■ **Textabschnitt**:
Eva strickt in atemberaubendem Tempo, ihre Freundin stellt bewundernd fest: „Das Tempo, das du an den Tag legst, alle Achtung! Warum gehst du es so schnell an?“ Die Antwort Evas: „Ich muss schnell sein, damit die Socken fertig sind, bevor die Wolle zu Ende ist.“
Versuchen nicht auch wir oft schneller zu stricken, um dem Ende der Wolle zuvorzukommen? Wir setzen oft auf Geschwindigkeit und Beschleunigung, um damit unsere Begrenztheit zu überwinden. In der Beschleunigung soll noch möglichst alles erreicht werden. Aber auch, wenn wir schneller stricken, die Wolle wird nicht ausreichen, wenn zu wenig von ihr vorhanden ist. Wir haben höchstens etwa Unvollendetes früher.
Die Gattin des deutschen Bundespräsidenten Frank-Walter Steinmeier, Elke Büdenbender, hatte eine schlimme Nierenkrankheit. In dieser Zeit fühlte sie sich gehetzt, wie sie in einem Interview sagt. „Ich schien meine Krankheit in den Griff bekommen zu haben, aber unterschwellig war ich wahrscheinlich getrieben von dem Gefühl, Tempo machen zu müssen, weil das Leben jederzeit zu Ende sein konnte. Aber ich habe mich nicht bewusst gefragt, ob ich richtig lebe.“
Durch eine Nierentransplantation, die Niere wurde ihr von ihrem Mann gespendet, konnte sie dann ihre Gesundheit wiedererlangen. Mit dem Transplantationschirurgen Eckhard Nagel hat sie das Buch „Der Tod ist mir nicht unvertraut“ herausgegeben. Im angesprochenen Interview mit den beiden Autoren erzählt Nagel vom Tod seines 96 Jahre alten Vaters. Dieser habe sich „fünf oder sechs Wochen lang innerlich darauf vorbereitet, dass ihm offenbar der Tod bevorstand. Er hatte sich entschieden loszulassen. Wenn es mein Schicksal erlaubt, würde ich es auch gern können: loslassen, wenn es so weit ist.“
Es sind zwei Wege des Umgangs mit der Begrenztheit des Lebens, die sich in diesem Interview zeigen. Der eine besteht darin, in Hektik noch alles herausholen zu wollen, auch das, was gar nicht möglich ist, der andere, im Loslassen das zu gewinnen, was das Richtige und Gute ist.

■ **Zur Aufgabe**:
Bitte zitieren Sie aus dem Text über die Begrenztheit des Lebens wörtlich die Stelle von „Eva strickt in“ bis „etwa Unvollendetes früher.“.

■ **Entnommene Einträge**:
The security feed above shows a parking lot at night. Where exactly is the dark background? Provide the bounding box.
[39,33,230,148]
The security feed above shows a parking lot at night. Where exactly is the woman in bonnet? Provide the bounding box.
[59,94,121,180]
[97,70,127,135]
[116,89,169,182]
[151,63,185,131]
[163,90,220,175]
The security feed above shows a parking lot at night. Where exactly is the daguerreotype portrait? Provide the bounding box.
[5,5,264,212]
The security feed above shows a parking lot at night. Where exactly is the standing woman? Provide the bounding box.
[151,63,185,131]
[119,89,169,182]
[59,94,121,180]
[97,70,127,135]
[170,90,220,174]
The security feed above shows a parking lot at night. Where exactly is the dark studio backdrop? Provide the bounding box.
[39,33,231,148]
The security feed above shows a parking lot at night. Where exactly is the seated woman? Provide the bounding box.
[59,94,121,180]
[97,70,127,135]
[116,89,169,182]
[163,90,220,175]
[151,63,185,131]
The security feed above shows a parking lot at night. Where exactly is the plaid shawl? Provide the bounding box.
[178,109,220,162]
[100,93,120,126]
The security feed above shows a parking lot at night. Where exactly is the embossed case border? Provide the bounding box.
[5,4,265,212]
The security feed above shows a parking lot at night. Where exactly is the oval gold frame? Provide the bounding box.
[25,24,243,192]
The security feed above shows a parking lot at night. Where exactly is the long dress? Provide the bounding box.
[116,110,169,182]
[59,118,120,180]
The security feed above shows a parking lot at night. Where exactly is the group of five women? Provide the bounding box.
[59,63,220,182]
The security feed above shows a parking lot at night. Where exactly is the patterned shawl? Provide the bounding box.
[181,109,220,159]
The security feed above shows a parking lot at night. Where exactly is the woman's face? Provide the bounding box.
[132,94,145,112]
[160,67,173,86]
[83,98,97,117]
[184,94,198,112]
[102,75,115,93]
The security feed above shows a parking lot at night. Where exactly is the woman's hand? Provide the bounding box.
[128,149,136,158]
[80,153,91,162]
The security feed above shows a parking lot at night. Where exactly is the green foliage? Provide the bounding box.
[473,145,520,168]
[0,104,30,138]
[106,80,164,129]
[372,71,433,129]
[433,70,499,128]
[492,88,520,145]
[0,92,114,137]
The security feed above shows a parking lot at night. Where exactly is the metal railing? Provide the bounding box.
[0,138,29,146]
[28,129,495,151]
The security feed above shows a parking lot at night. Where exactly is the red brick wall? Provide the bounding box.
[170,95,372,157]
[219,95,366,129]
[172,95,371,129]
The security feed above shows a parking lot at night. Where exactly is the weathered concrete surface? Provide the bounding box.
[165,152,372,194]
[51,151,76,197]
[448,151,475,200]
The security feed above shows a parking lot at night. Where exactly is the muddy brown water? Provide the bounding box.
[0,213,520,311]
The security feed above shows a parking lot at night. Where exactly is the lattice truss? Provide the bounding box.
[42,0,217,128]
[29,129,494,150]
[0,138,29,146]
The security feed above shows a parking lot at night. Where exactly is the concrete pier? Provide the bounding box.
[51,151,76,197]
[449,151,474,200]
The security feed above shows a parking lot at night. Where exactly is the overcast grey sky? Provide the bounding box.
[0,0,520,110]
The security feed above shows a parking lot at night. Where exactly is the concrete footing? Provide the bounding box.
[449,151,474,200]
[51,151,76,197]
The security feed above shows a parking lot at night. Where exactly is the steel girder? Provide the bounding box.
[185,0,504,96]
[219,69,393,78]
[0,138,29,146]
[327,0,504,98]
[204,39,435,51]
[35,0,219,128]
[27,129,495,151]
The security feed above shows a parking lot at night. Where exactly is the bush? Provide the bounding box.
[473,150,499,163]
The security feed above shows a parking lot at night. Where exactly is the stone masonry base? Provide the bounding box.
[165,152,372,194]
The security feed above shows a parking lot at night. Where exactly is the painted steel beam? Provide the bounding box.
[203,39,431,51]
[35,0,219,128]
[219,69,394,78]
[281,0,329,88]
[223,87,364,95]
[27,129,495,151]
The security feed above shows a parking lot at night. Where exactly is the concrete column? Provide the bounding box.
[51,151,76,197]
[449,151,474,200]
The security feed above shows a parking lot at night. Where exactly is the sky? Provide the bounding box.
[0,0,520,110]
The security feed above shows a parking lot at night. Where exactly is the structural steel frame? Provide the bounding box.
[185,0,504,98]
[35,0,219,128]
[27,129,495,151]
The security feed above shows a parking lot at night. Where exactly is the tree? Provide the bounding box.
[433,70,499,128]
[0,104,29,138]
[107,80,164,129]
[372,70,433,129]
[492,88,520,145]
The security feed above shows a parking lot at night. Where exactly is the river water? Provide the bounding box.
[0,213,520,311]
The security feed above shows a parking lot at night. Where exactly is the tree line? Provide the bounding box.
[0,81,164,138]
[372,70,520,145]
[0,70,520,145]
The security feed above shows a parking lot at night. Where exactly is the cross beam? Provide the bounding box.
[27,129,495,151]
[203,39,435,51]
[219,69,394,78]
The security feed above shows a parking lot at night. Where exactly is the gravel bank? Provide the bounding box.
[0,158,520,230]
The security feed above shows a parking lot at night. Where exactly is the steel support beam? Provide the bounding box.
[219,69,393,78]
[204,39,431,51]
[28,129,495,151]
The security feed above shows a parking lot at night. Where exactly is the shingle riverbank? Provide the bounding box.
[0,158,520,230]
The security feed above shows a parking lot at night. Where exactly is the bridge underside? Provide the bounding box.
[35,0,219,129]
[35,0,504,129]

...

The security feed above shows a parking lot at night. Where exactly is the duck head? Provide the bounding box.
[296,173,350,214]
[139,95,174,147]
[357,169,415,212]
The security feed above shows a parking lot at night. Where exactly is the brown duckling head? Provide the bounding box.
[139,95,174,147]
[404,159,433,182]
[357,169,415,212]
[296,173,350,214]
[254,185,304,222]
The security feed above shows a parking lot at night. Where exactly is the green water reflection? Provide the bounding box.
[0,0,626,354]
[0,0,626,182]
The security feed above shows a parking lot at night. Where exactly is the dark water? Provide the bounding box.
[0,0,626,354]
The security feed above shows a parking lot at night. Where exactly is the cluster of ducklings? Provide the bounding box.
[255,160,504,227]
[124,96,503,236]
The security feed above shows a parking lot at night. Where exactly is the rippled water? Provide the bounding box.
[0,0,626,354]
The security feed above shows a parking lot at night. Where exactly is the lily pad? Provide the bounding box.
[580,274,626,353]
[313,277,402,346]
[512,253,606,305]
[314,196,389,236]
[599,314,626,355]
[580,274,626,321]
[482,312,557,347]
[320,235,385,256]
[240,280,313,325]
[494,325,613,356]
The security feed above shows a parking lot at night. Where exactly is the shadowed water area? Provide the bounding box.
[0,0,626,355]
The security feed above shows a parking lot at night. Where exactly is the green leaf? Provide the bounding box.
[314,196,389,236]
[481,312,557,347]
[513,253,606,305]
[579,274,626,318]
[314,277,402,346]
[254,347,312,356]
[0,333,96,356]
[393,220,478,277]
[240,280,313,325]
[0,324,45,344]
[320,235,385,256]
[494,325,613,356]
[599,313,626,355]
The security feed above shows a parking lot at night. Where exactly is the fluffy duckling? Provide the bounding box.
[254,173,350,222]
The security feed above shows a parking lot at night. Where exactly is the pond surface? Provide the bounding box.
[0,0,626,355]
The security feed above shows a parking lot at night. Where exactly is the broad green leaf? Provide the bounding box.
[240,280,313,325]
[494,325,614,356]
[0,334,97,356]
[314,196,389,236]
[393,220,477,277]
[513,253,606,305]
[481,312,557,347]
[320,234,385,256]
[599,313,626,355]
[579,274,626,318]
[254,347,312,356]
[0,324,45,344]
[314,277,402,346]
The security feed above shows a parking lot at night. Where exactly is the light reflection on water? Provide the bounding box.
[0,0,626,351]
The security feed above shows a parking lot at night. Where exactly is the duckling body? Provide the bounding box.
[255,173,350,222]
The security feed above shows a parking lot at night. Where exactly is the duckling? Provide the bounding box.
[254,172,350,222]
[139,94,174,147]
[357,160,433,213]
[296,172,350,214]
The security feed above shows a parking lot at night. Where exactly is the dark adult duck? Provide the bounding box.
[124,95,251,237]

■ **Erledigte Aufgabe**:
Eva strickt in atemberaubendem Tempo, ihre Freundin stellt bewundernd fest: „Das Tempo, das du an den Tag legst, alle Achtung! Warum gehst du es so schnell an?“ Die Antwort Evas: „Ich muss schnell sein, damit die Socken fertig sind, bevor die Wolle zu Ende ist.“
Versuchen nicht auch wir oft schneller zu stricken, um dem Ende der Wolle zuvorzukommen? Wir setzen oft auf Geschwindigkeit und Beschleunigung, um damit unsere Begrenztheit zu überwinden. In der Beschleunigung soll noch möglichst alles erreicht werden. Aber auch, wenn wir schneller stricken, die Wolle wird nicht ausreichen, wenn zu wenig von ihr vorhanden ist. Wir haben höchstens etwa Unvollendetes früher.